Selected passage
----

Only 52 days on the job, and already President Obama is taking heat for his public attitude about the economy. The rap on him is that he is insufficiently optimistic, and that he fails to reassure us with “happy talk,” and Tim Geithner comes in for the same criticism. The United States is entering another depression, but Americans still don’t get it. They still look for optimism and happy talk in their leaders, failing to understand that these are the very qualities that got us into this mess.
The blame for the economic meltdown has been pinned on “gimmick” financial concoctions like sub-prime mortgages, and credit default swaps, and bundling of toxic assets for foreign consumption, and sale-lease-backs, and derivatives, and CDOs (collateralized debt obligations), and the list goes on and on. The fact is that all of these “deals” were nothing more than the bricks and mortar of the failed economic structure, but the foundation underlying the whole process of economic decay was the mindset of the managers and directors and VPs who concocted these financial instruments in the first place. You can almost hear the echoes of their voices as they went about their work, saying things like, “The market rewards the risk takers,” and “Failure is not an option,” and “It’s just a matter of managing expectations.” They had prepped themselves by reading books authored by management gurus— books that preached the value of unbridled optimism, and that taught the techniques of happy talk. They had advanced through their careers under the mantel of human resource honchos who rewarded them for their optimistic outlook. These were not evil men. They were simply misguided optimists and happy talkers living in an era when these traits were ingrained in American management DNA, and when the genes for critical thought had long since disappeared through the process of natural selection.

----

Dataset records
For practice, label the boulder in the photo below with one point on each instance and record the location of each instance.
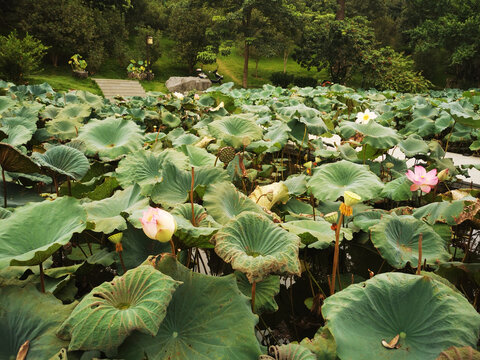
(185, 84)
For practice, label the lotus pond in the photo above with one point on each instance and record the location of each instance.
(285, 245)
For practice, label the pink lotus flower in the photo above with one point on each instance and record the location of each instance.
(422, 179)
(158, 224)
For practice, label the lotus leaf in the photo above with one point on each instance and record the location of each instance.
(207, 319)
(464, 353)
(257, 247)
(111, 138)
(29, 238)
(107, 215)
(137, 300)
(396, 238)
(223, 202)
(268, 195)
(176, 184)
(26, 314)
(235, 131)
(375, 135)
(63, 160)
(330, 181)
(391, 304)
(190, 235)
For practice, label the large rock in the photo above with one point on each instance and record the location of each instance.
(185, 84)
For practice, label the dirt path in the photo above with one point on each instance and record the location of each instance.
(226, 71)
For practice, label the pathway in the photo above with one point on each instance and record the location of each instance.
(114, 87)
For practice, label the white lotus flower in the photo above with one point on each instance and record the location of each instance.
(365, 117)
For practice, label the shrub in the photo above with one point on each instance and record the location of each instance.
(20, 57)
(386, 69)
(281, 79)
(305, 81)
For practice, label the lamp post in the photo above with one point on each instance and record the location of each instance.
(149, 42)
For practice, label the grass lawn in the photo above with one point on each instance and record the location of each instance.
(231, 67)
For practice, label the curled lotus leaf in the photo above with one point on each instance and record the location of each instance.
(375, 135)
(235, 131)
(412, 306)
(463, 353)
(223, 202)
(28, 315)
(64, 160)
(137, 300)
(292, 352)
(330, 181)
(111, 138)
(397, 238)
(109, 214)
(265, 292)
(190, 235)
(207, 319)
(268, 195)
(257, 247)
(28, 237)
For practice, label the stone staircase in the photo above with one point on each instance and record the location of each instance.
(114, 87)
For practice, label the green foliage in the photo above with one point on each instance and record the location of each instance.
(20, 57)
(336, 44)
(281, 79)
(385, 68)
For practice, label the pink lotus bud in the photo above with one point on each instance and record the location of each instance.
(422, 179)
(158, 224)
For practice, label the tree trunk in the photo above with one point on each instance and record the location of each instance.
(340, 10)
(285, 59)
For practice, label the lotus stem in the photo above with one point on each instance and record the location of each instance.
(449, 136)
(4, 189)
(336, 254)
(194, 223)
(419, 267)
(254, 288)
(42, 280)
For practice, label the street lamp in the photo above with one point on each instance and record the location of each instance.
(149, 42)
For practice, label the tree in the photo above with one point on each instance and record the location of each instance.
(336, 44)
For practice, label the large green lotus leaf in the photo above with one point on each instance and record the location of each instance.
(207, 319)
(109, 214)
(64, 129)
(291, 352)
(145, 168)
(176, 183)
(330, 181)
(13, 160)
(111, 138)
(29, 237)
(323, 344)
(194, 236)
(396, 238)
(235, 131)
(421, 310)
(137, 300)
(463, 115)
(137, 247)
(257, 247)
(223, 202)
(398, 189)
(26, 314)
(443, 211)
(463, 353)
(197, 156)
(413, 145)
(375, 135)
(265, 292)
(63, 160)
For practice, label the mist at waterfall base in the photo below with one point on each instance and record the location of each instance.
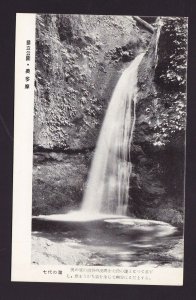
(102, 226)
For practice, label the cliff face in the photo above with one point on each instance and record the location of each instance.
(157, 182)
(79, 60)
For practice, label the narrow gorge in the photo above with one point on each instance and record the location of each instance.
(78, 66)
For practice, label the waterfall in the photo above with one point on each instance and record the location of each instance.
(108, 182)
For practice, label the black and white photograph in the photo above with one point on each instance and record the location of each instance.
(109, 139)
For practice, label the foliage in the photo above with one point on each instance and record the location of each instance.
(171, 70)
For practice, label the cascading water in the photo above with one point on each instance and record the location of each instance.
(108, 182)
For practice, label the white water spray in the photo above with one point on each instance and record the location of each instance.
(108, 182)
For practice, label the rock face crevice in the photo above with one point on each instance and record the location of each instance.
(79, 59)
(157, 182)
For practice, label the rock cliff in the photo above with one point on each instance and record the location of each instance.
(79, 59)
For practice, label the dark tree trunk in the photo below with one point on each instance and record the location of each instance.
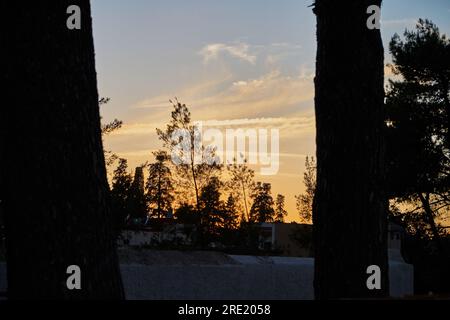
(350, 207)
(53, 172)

----

Exercise requirements
- A) In the commentary on optimism and the economy, copy word for word the part that begins with the words "Only 52 days" and ends after the words "into this mess.".
- B) Continue the commentary on optimism and the economy from where it stops.

Responses by task
- A)
Only 52 days on the job, and already President Obama is taking heat for his public attitude about the economy. The rap on him is that he is insufficiently optimistic, and that he fails to reassure us with “happy talk,” and Tim Geithner comes in for the same criticism. The United States is entering another depression, but Americans still don’t get it. They still look for optimism and happy talk in their leaders, failing to understand that these are the very qualities that got us into this mess.

- B)
And now, even as Americans head for the poor house, they still seem to want the same old fluff. God help us. Maybe Obama is that rare individual who knows only too well that his ideas can fail, and who is too honest to tell us otherwise. He displays something called, “critical thinking,” and fifty years ago it was a trait that was valued more than optimism. Maybe a good old-fashioned depression will bring it back into vogue.